Start Given information

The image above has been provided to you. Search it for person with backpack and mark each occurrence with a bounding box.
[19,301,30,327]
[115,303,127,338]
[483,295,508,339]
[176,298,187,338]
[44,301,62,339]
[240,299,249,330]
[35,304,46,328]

End Given information

__To be done__. Can you reproduce every line of the material above, request included, with each bounding-box coordinate in the answers scaled by 1.45 and rounded to a whole number, halves rounding up?

__In response__.
The image above has been provided to you. Search it for person with backpack and mark each occurrence with a bounding box.
[28,436,44,474]
[167,439,184,490]
[700,428,737,492]
[255,432,271,490]
[64,436,90,492]
[348,434,361,479]
[51,441,67,476]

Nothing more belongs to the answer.